# [Texte de lecture]
+++

Titus aime Bérénice et Bérénice aime Titus. A la mort de Vespasien son père, Titus accède au titre d’Empereur de Rome et va pouvoir épouser sa reine de Palestine, Bérénice. Du moins le croit-elle, sans comprendre l’évitement froid que son amant lui impose depuis 8 jours qu’il est sur le trône.
Noirceur de l’amour sans issue, la gloire et le devoir de régner sur Rome qui refuse le mariage avec une reine étrangère l’emporte dans le cœur de Titus.
Baignés dans une lumière subtile mais au sein d’un décor sans grand charme empli d’une musique d’ascenseur, la scénographie ne prend à mon avis qu’une part minime dans le jeu flamboyant et incandescent des trois héros de cette séparation.
La direction d’acteur précise et sensible de Muriel Mayette-Holtz, qui connait bien ce texte, est à saluer : l’action resserrée et les coupes n’ont pas dénaturé la tragédie racinienne et la puissance inégalée de ces alexandrins sonnent avec panache dans nos oreilles (malgré cette manie de sonoriser les acteurs à la Scala, l’acoustique est-elle donc si mauvaise ?!) !

+++

# [Extraits du matériel]
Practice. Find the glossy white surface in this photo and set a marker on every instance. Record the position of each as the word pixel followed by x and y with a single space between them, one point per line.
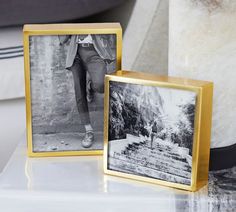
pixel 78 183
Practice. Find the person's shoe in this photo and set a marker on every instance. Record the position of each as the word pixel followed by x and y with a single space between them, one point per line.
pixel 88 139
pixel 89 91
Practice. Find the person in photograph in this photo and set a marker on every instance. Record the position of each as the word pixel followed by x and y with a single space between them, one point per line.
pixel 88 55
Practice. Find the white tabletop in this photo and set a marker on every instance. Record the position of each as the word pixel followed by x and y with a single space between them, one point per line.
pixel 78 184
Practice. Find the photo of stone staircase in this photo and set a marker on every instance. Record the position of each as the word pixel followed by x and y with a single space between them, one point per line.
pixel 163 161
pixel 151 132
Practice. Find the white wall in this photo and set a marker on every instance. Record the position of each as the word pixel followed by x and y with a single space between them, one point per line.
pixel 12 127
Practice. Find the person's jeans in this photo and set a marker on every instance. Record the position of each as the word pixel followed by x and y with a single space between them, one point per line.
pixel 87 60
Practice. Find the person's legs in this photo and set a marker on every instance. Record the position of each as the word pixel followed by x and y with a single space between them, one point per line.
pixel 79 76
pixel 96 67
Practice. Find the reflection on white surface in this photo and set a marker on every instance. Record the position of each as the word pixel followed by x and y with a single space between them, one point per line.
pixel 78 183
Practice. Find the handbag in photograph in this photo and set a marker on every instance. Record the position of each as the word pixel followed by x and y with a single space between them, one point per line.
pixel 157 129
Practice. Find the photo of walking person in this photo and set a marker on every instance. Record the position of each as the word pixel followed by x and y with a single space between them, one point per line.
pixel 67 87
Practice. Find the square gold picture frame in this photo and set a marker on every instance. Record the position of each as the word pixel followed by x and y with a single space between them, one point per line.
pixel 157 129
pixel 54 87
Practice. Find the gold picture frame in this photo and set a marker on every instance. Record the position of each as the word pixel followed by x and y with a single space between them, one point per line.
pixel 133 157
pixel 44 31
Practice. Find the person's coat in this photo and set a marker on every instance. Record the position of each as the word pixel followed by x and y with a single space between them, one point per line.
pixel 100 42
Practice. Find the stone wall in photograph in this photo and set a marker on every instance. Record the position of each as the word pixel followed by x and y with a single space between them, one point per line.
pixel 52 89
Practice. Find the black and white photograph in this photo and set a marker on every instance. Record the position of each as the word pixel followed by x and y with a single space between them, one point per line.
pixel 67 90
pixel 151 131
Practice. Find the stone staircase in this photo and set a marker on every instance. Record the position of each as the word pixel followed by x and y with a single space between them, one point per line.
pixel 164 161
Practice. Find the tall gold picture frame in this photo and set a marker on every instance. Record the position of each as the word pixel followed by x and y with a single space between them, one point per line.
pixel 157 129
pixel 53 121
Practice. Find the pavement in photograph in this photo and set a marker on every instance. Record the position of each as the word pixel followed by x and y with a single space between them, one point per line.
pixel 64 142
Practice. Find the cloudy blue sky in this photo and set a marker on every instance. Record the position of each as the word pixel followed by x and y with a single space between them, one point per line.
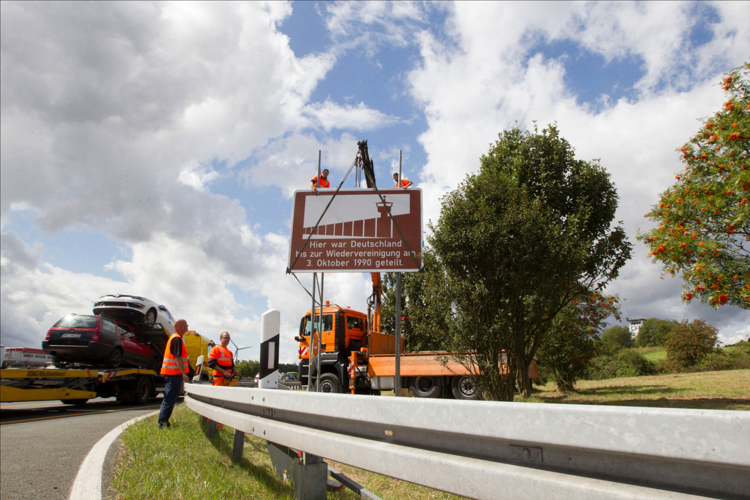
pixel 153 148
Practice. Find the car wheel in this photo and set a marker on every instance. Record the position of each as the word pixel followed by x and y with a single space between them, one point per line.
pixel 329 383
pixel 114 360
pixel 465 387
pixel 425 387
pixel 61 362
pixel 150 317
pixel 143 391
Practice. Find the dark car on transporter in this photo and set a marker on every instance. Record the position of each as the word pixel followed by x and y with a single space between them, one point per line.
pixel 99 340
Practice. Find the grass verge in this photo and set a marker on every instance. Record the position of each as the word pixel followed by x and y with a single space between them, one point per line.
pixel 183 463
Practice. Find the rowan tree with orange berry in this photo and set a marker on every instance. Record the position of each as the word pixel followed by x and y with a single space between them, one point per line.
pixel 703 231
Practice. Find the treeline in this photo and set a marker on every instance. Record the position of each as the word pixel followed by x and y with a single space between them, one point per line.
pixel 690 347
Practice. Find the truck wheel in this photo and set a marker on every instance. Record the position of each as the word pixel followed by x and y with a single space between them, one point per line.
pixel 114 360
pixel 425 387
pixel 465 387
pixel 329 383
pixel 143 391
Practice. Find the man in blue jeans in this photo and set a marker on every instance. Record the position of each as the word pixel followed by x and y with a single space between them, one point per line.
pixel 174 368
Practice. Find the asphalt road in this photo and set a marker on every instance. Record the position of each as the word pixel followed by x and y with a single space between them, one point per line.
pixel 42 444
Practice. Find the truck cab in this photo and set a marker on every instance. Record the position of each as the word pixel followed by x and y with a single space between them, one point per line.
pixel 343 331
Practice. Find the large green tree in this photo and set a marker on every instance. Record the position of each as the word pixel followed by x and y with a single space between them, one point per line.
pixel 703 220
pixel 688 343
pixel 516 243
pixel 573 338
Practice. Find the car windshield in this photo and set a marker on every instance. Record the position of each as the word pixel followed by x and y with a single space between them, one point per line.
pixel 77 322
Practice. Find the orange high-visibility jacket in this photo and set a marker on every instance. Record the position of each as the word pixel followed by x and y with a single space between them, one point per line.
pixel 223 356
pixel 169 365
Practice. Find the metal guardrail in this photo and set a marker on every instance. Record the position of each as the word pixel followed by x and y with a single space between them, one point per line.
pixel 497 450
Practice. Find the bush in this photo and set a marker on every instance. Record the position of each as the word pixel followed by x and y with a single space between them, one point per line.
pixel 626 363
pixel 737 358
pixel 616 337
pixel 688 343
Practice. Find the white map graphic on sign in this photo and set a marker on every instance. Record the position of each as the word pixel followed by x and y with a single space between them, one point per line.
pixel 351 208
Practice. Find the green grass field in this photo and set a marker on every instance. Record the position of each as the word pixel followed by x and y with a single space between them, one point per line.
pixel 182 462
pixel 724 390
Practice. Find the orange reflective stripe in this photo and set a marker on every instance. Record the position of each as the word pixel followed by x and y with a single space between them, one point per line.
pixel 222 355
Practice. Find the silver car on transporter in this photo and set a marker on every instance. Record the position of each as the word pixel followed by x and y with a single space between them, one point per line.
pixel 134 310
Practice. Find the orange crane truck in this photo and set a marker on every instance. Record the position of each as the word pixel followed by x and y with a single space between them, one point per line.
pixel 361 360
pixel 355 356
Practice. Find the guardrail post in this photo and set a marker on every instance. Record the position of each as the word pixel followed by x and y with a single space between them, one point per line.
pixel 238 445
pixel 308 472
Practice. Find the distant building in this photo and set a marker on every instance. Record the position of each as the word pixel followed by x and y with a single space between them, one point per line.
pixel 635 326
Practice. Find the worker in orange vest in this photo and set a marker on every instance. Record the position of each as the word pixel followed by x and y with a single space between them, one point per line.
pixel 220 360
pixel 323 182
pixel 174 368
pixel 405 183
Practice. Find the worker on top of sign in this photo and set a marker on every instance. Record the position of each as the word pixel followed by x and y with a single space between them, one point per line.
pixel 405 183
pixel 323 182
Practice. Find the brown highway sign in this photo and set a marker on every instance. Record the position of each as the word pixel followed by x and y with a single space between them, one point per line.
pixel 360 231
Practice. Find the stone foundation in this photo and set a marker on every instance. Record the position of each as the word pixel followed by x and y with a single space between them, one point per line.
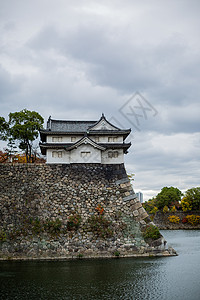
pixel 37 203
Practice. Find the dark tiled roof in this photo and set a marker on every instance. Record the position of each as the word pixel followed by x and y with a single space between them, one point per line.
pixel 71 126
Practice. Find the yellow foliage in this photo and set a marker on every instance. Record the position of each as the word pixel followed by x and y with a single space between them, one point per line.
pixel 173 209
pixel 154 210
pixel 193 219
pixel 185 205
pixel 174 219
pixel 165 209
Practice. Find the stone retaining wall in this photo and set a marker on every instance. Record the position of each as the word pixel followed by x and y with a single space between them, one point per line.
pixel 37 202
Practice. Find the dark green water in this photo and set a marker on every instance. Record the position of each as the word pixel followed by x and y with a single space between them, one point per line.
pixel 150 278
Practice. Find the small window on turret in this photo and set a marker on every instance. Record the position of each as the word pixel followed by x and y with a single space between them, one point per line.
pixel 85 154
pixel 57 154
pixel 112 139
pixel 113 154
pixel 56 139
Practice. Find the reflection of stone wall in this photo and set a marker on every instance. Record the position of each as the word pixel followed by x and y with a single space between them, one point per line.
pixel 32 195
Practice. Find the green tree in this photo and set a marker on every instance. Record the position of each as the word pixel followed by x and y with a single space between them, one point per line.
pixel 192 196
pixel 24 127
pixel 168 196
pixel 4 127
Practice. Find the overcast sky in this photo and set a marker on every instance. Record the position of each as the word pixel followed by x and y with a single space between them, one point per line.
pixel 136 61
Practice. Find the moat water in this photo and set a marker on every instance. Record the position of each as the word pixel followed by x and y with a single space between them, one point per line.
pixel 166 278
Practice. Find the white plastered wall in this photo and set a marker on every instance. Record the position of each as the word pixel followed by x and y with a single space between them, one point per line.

+++

# [Travail à faire]
1. D'après la critique, depuis combien de jours Titus est-il sur le trône ?
2. Résumez la critique en deux phrases.
3. Indiquez si chacune des affirmations suivantes concorde avec la critique, en répondant par oui ou par non et en citant les mots décisifs : (a) Bérénice est reine de Palestine ; (b) le décor est présenté comme plein de charme ; (c) les coupes ont dénaturé la tragédie.
Le matériel n'est d'aucune utilité pour ce travail.

# [Réponses finales]
1. Depuis 8 jours.

2. Devenu empereur de Rome à la mort de son père Vespasien, Titus aime Bérénice, mais la gloire et le devoir de régner sur Rome, qui refuse le mariage avec une reine étrangère, l'emportent dans son cœur. La critique accorde à la scénographie une part minime face au jeu flamboyant des trois héros et salue la direction d'acteur précise et sensible de Muriel Mayette-Holtz, dont les coupes n'ont pas dénaturé la tragédie racinienne.

3.
(a) Oui : « sa reine de Palestine, Bérénice ».
(b) Non : « un décor sans grand charme ».
(c) Non : « les coupes n’ont pas dénaturé la tragédie racinienne ».